Full Professor
Strategic program(s):
Biography
Arjen Slooter studied Medicine at the Vrije Universiteit, Amsterdam and worked subsequently as a resident in Neurology in Sint Lucas Hospital, Amsterdam (1994). He was research fellow in Neuro-Epidemiology at the G.H. Sergievsky Center, Columbia University, New York (1996), and received a PhD in Epidemiology from Erasmus University, Rotterdam (1998), on a thesis on dementia. During his residency in Neurology at UMC Utrecht (1999-2004), he became enthusiastic for Neurocritical Care. After a fellowship in Intensive Care Medicine (AMC Amsterdam, 2004-2006), he rejoined UMC Utrecht where he worked until 2022 as a consultant neurologist-intensivist at the Department of Intensive Care Medicine. In 2016, he was appointed as Professor of Intensive Care Neuropsychiatry at Utrecht University. Dr Slooter was chair of the delirium section of the (American) Society of Critical Care Medicine (SCCM) guidelines on pain, agitation/sedation, delirium, immobility, and sleep disruption, as well as initiator and chair of an international consortium to update nomenclature on delirium and acute encephalopathy. From 2018 to 2023 he was President of the European Delirium Association. In 2022, he made a career shift to psychiatry.

■ Data to examine:
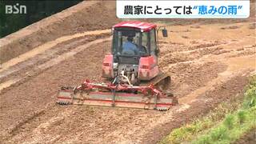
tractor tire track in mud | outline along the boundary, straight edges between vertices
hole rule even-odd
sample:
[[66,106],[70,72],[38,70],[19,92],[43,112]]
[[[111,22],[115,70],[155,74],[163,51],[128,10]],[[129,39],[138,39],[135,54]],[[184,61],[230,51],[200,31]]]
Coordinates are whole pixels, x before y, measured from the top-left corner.
[[[212,27],[218,30],[222,26]],[[105,80],[101,78],[101,66],[104,55],[110,52],[110,42],[102,38],[82,50],[79,47],[88,43],[74,48],[81,50],[77,54],[72,53],[73,50],[63,52],[58,64],[4,90],[0,94],[0,138],[11,143],[155,143],[170,130],[236,96],[246,84],[248,75],[255,70],[254,38],[241,34],[240,39],[236,38],[238,41],[197,40],[193,39],[193,33],[203,31],[204,26],[196,30],[189,26],[182,29],[185,27],[190,29],[186,42],[184,37],[161,39],[158,59],[162,70],[172,78],[170,89],[180,99],[180,105],[158,112],[54,104],[62,86],[77,86],[84,78]],[[230,33],[244,27],[232,29]],[[175,30],[178,30],[178,26]],[[69,53],[73,56],[63,56]],[[14,75],[22,73],[23,70]]]

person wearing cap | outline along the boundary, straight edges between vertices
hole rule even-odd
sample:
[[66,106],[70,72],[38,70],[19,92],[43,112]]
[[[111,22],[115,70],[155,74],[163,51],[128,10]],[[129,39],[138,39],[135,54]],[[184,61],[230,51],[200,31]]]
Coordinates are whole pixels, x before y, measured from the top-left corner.
[[133,41],[134,38],[132,36],[127,37],[127,42],[122,45],[122,54],[131,55],[138,54],[138,47]]

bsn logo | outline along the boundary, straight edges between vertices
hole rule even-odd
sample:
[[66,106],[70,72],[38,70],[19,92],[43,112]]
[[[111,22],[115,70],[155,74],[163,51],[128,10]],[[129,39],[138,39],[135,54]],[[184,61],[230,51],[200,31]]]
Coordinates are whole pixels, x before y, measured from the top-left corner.
[[26,6],[23,5],[6,5],[6,14],[26,14]]

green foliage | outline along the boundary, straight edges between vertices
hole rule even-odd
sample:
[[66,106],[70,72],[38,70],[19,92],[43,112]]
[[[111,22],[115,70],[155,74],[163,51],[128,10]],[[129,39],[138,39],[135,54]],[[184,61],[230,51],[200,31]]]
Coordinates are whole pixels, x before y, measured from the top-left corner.
[[224,120],[224,125],[226,126],[226,127],[227,127],[228,129],[232,129],[234,126],[234,117],[233,114],[228,114],[225,120]]
[[242,124],[246,118],[246,111],[242,110],[239,110],[238,112],[238,118],[239,124],[240,125]]
[[[221,103],[202,118],[174,130],[160,143],[230,143],[255,129],[256,75],[245,88],[241,102]],[[191,142],[190,142],[191,143]]]

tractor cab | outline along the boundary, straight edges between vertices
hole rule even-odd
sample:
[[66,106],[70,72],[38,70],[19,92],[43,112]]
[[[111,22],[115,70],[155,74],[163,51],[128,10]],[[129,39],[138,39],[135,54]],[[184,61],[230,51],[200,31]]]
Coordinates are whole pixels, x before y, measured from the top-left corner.
[[[159,74],[158,30],[155,24],[138,21],[114,25],[112,51],[104,58],[102,76],[114,78],[121,74],[131,84],[156,77]],[[163,36],[167,36],[165,29]]]
[[157,55],[156,25],[124,22],[113,26],[112,54],[117,57]]

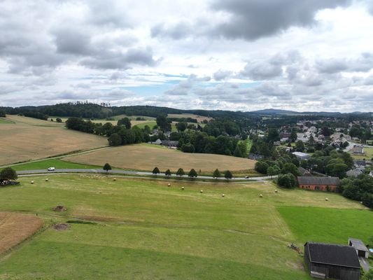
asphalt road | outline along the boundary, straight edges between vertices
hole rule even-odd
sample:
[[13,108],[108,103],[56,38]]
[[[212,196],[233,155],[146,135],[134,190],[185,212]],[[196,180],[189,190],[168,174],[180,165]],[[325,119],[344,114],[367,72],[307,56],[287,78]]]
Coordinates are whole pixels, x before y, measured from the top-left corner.
[[[19,175],[24,174],[45,174],[45,173],[97,173],[97,174],[106,174],[103,169],[56,169],[55,171],[47,171],[45,169],[35,169],[35,170],[24,170],[24,171],[17,171],[17,174]],[[115,175],[115,174],[122,174],[122,175],[132,175],[132,176],[144,176],[144,175],[154,175],[152,172],[146,172],[140,171],[127,171],[127,170],[108,170],[108,174]],[[165,176],[164,173],[160,173],[157,174],[160,176]],[[171,178],[176,178],[176,174],[171,174]],[[183,177],[188,177],[187,175],[184,175]],[[213,177],[209,176],[199,176],[197,178],[200,179],[214,179]],[[230,180],[240,180],[240,181],[262,181],[271,178],[271,176],[262,176],[262,177],[253,177],[249,178],[245,178],[244,177],[234,177]],[[216,178],[217,180],[227,180],[224,177],[220,177]]]

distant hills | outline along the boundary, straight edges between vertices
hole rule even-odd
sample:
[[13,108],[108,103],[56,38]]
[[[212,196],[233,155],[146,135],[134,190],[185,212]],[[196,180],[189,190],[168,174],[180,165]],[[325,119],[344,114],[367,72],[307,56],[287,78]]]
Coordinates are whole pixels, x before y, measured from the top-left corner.
[[[181,114],[192,113],[195,115],[211,117],[211,118],[228,118],[234,119],[242,119],[246,118],[260,117],[260,116],[300,116],[313,115],[333,117],[340,115],[360,115],[372,118],[372,113],[353,112],[342,113],[340,112],[297,112],[295,111],[281,110],[274,108],[267,108],[264,110],[257,110],[253,111],[232,111],[224,110],[181,110],[169,107],[157,107],[153,106],[108,106],[107,104],[96,104],[92,103],[76,102],[58,104],[55,105],[47,105],[39,106],[22,106],[22,107],[0,107],[0,112],[8,114],[24,114],[35,115],[43,114],[44,116],[61,116],[61,117],[81,117],[87,118],[110,118],[117,115],[144,115],[156,117],[160,114]],[[34,118],[38,118],[35,117]]]

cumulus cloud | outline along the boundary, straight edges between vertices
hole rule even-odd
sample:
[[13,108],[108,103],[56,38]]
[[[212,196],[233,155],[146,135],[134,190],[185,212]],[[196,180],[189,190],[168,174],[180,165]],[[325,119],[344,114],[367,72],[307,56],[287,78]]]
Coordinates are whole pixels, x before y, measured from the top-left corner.
[[326,74],[342,71],[367,72],[373,68],[373,55],[365,52],[356,59],[342,57],[318,59],[316,67],[321,73]]
[[308,27],[316,13],[325,8],[346,6],[350,0],[216,0],[212,8],[229,15],[214,30],[216,34],[235,39],[255,40],[293,27]]
[[229,77],[231,74],[232,71],[230,71],[219,69],[213,76],[215,80],[222,80]]

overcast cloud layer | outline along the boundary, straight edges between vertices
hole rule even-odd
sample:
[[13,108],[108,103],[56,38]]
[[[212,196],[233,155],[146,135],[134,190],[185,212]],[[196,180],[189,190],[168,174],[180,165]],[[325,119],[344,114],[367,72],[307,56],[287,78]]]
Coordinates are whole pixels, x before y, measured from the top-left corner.
[[370,0],[0,0],[0,106],[373,111]]

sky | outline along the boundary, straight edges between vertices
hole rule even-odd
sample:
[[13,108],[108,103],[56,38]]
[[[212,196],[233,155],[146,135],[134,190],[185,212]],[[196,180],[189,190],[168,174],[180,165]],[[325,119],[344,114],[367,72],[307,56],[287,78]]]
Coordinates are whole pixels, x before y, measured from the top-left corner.
[[371,0],[0,0],[0,106],[373,111]]

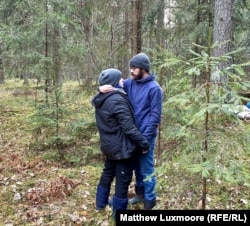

■ Activity: Extract the full text of the Arjen Slooter profile above, word for word, from its first line to its last.

■ Output below:
Full Professor
Strategic program(s):
Biography
Arjen Slooter studied Medicine at the Vrije Universiteit, Amsterdam and worked subsequently as a resident in Neurology in Sint Lucas Hospital, Amsterdam (1994). He was research fellow in Neuro-Epidemiology at the G.H. Sergievsky Center, Columbia University, New York (1996), and received a PhD in Epidemiology from Erasmus University, Rotterdam (1998), on a thesis on dementia. During his residency in Neurology at UMC Utrecht (1999-2004), he became enthusiastic for Neurocritical Care. After a fellowship in Intensive Care Medicine (AMC Amsterdam, 2004-2006), he rejoined UMC Utrecht where he worked until 2022 as a consultant neurologist-intensivist at the Department of Intensive Care Medicine. In 2016, he was appointed as Professor of Intensive Care Neuropsychiatry at Utrecht University. Dr Slooter was chair of the delirium section of the (American) Society of Critical Care Medicine (SCCM) guidelines on pain, agitation/sedation, delirium, immobility, and sleep disruption, as well as initiator and chair of an international consortium to update nomenclature on delirium and acute encephalopathy. From 2018 to 2023 he was President of the European Delirium Association. In 2022, he made a career shift to psychiatry.